Reproduce every one of the entries below word for word, omitting the pictures.
- - - -
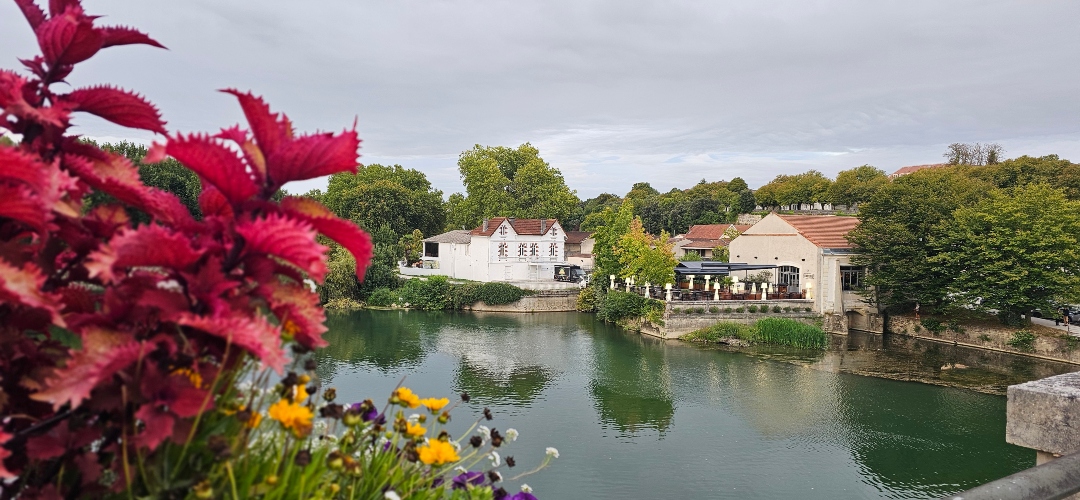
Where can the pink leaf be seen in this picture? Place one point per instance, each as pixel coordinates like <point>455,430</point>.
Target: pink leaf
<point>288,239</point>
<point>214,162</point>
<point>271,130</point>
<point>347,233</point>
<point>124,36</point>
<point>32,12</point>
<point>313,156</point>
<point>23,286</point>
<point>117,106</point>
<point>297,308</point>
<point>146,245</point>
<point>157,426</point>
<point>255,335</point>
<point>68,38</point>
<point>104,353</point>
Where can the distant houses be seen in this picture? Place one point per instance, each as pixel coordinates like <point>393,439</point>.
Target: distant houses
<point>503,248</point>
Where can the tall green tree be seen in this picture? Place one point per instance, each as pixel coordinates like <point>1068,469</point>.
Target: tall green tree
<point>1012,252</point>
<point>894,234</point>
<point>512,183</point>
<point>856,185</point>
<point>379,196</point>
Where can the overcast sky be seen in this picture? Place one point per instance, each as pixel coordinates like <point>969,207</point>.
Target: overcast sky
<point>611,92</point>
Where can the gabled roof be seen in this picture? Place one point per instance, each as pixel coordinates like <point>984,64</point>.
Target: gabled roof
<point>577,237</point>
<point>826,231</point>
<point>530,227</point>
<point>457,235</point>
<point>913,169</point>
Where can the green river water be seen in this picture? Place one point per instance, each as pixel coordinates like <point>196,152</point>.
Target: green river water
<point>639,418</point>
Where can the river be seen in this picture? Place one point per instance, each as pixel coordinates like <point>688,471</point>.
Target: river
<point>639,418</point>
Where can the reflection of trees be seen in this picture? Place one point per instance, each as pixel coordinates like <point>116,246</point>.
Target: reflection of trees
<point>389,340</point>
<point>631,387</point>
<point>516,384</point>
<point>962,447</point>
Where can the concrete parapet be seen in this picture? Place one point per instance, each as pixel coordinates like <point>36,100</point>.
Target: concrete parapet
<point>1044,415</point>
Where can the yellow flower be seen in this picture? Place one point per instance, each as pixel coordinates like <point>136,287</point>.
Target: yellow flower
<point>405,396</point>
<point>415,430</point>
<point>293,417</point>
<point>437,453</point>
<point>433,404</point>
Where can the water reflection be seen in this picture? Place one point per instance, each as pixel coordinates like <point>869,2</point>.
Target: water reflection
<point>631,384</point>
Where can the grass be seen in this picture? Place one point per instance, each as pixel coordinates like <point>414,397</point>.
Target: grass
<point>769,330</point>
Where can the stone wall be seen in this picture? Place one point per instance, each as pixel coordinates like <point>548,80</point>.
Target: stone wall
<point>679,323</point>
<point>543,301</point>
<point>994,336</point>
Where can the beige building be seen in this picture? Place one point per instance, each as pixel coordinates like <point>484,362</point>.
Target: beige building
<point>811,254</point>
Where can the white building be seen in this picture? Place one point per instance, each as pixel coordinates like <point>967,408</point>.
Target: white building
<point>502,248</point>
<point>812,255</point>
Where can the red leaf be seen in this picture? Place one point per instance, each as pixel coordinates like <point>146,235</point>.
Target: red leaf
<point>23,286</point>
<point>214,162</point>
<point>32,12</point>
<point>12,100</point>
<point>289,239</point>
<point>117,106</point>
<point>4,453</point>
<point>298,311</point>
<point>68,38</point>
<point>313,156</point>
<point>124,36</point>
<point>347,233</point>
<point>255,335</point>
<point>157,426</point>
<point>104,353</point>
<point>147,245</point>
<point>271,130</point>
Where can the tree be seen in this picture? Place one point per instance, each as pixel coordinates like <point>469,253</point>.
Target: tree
- - - -
TASK RESPONSE ::
Where can the pink leaf be seen in this picture? Place one point per instance, each as pixel coordinates like <point>455,430</point>.
Target: pink leaf
<point>288,239</point>
<point>214,162</point>
<point>271,130</point>
<point>347,233</point>
<point>124,36</point>
<point>32,12</point>
<point>313,156</point>
<point>23,286</point>
<point>117,106</point>
<point>297,308</point>
<point>146,245</point>
<point>157,426</point>
<point>255,335</point>
<point>68,38</point>
<point>104,353</point>
Where can the distant houses be seen in this picture? Place one point per instance, each as pixel coordinates like <point>393,439</point>.
Target: distant houses
<point>503,248</point>
Where can the tall green tree be seen in this picture? Place one point per instance, each as pixel coordinates like <point>1068,469</point>.
Target: tall green tree
<point>1012,252</point>
<point>894,234</point>
<point>512,183</point>
<point>856,185</point>
<point>379,196</point>
Where can the overcast sky be seen in this picture? Place one point per instance, each as pixel coordinates like <point>969,207</point>.
Target: overcast sky
<point>611,92</point>
Where can the gabled roof be seen in this picture? Place one point per instance, each as pixel coordinates like <point>984,64</point>.
Target: gabled roof
<point>577,237</point>
<point>826,231</point>
<point>530,227</point>
<point>457,235</point>
<point>913,169</point>
Where can the green river water be seen in this picture? Place one point per instance, each as pixel coordinates like <point>196,152</point>.
Target: green river water
<point>639,418</point>
Where can the river be seen in this picture? Place one point per instance, each as pixel coordinates like <point>688,471</point>.
Target: river
<point>639,418</point>
Where can the reflection of trees be seen in this picture? Place one point per instance, each as pixel coordinates like <point>116,246</point>.
Target: reflection of trees
<point>389,340</point>
<point>631,387</point>
<point>516,384</point>
<point>962,447</point>
Where can the concrete parapet be seen in this picture? Place one point per instance, each as pixel coordinates like <point>36,100</point>.
Target: concrete parapet
<point>1044,415</point>
Where can the yellow flower be seen in this picture? Place one point per instance, each as pixel coordinates like <point>136,287</point>.
Target: yellow flower
<point>405,396</point>
<point>415,430</point>
<point>293,417</point>
<point>437,453</point>
<point>433,404</point>
Where can the water reflection be seen in this picture? Place one point per instance, each as pixel coordinates like <point>869,2</point>.
Target: water reflection
<point>631,384</point>
Where can the grass be seen in this picture? Place one point per instance, each as pixel coordinates like <point>414,397</point>.
Target: grass
<point>769,330</point>
Where can the stone wall be seen in this picture? Place one point per instance, each as pixel coordinates like <point>548,80</point>.
Target: stone wall
<point>679,323</point>
<point>543,301</point>
<point>994,336</point>
Where can the beige building be seen in this picture? Place one point per instance, each as pixel coordinates like <point>484,362</point>.
Target: beige building
<point>811,254</point>
Where can the white building be seen in this picture? Place one point per instance, each as pixel coordinates like <point>967,408</point>.
Target: white building
<point>502,248</point>
<point>812,255</point>
Where can the red leaf be seen in this picture? Place one point per instance, each as pixel coordinates like <point>146,235</point>.
Target: red leaf
<point>23,286</point>
<point>214,162</point>
<point>32,12</point>
<point>12,100</point>
<point>289,239</point>
<point>117,106</point>
<point>4,453</point>
<point>298,311</point>
<point>68,38</point>
<point>313,156</point>
<point>124,36</point>
<point>347,233</point>
<point>255,335</point>
<point>157,426</point>
<point>104,353</point>
<point>147,245</point>
<point>271,130</point>
Where can the tree be seen in this picture? Place one point per instance, each as pixel coordinates like <point>469,253</point>.
Target: tree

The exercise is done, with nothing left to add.